• Majority of trusts already had large deficit plans at the start of the year, but are now even deeper in the red than expected
  • HSJ has examined the finance reports for 136 acute trusts to reveal their latest recorded positions
  • Of trusts reporting against original plans, Heart of England Foundation Trust furthest from target
  • See the 20 trusts furthest behind their plans
  • Explore the data trust by trust

More than a quarter of acute trusts reported a financial position which was more than £5m worse than planned for the first nine months of 2015-16.

Doncaster and Bassetlaw Hospitals Foundation Trust

Doncaster and Bassetlaw Hospitals is expected to deliver at £38m deficit

Doncaster and Bassetlaw Hospitals Foundation Trust

The majority of these trusts had already planned for large deficits at the start of the year, but are now even deeper in the red than expected.

Last week, regulators said the NHS provider sector had reported a combined deficit of £2.3bn for the nine months to December, which was £622m worse than planned. The deterioration came almost entirely from the acute sector.

**Dataset excerpts**.
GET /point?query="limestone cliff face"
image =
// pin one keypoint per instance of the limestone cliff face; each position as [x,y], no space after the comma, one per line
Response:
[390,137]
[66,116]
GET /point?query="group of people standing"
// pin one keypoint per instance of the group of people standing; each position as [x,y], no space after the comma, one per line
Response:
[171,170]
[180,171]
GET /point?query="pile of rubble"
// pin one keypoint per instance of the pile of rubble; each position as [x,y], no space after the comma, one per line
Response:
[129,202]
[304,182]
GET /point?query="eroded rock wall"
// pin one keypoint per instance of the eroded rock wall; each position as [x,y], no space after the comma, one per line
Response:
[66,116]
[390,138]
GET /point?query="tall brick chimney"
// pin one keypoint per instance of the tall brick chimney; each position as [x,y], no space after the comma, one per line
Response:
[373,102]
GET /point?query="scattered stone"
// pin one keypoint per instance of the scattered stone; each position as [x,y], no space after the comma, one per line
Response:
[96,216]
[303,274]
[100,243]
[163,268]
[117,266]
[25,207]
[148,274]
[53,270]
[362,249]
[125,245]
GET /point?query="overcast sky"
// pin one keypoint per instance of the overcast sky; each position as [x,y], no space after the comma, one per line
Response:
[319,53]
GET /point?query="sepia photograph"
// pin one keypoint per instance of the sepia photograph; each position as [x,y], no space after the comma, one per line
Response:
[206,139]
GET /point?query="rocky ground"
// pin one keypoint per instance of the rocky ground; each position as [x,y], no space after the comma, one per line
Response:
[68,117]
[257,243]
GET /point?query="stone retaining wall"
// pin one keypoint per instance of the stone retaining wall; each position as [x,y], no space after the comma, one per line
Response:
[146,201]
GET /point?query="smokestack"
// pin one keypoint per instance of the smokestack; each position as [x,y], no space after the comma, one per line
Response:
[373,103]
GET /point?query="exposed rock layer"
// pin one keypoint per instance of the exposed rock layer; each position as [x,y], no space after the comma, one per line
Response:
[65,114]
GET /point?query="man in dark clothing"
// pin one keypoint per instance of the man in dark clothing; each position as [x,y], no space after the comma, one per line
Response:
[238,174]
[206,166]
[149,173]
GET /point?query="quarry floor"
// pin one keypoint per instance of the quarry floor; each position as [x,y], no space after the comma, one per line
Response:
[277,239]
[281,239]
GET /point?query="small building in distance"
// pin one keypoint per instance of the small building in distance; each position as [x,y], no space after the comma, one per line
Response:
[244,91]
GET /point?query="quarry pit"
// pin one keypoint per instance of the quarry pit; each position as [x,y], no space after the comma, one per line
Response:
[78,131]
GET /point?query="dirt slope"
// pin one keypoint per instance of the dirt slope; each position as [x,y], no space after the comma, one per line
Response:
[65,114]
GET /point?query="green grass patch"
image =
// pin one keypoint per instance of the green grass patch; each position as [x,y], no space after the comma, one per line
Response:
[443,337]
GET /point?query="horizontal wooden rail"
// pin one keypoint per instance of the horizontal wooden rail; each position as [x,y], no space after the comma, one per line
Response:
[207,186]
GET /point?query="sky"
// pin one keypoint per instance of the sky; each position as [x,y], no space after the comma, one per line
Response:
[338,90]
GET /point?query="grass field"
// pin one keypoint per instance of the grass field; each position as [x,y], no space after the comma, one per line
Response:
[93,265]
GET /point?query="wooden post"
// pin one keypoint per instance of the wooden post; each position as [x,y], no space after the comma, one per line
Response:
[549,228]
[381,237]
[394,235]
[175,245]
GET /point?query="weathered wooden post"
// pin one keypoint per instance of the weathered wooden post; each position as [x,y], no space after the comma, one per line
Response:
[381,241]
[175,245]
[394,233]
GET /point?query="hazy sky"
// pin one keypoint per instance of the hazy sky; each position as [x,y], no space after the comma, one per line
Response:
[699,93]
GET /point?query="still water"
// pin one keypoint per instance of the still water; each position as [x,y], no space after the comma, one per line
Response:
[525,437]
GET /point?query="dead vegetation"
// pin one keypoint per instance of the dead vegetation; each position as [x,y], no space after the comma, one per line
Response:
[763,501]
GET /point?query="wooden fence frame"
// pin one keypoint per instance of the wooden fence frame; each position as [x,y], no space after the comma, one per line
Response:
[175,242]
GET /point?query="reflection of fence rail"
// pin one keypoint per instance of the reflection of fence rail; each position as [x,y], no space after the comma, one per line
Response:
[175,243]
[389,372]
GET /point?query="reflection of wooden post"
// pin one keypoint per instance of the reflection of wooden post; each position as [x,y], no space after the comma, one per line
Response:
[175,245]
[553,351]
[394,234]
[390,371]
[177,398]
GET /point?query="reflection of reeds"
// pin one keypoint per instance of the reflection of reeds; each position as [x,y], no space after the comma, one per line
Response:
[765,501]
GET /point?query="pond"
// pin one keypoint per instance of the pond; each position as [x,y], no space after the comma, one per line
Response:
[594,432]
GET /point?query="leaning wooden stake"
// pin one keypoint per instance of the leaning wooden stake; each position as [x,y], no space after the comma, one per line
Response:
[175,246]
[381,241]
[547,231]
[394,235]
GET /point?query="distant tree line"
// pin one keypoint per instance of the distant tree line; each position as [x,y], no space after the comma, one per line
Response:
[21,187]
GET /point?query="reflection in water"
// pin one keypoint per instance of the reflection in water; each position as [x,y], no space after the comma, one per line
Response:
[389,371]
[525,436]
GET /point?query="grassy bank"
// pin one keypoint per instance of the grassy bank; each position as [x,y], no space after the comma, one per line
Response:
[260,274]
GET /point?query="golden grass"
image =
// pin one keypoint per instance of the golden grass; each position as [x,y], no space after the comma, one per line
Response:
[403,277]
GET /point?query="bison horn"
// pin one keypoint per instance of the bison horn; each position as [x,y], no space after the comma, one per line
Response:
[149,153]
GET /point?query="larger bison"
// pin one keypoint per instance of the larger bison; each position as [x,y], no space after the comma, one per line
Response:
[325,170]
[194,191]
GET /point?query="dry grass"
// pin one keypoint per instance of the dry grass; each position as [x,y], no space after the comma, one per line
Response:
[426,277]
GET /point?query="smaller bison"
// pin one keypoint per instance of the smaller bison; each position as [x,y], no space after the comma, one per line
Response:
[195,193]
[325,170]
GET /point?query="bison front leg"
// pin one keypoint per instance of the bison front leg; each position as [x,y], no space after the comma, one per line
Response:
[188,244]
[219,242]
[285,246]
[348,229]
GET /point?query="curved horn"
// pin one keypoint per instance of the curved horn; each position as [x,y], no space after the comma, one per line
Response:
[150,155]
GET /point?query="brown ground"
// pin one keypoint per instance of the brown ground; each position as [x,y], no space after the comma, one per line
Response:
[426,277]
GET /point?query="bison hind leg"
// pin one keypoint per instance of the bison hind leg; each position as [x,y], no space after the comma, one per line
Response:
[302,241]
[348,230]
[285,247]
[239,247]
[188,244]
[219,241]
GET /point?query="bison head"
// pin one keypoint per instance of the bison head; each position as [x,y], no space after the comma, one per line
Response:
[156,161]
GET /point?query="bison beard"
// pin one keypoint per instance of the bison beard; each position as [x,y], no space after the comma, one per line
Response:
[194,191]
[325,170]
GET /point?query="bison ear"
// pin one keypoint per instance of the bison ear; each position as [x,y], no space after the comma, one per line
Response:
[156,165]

**Task 1**. Decide whether each statement agrees with the article on acute trust finances, answering yes or no and quoting the words that settle it: (a) HSJ examined the finance reports of 136 acute trusts; (b) the provider sector's combined deficit for the nine months to December was £622m; (c) the deterioration came almost entirely from the community sector.
**Task 2**. In the article on acute trust finances, which trust was furthest from target among those reporting against original plans?
Answer using only the text above, not the records.

**Worked solution 1**.
(a) Yes: "HSJ has examined the finance reports for 136 acute trusts"
(b) No: "a combined deficit of £2.3bn for the nine months to December, which was £622m worse than planned"
(c) No: "The deterioration came almost entirely from the acute sector."

**Worked solution 2**. Heart of England Foundation Trust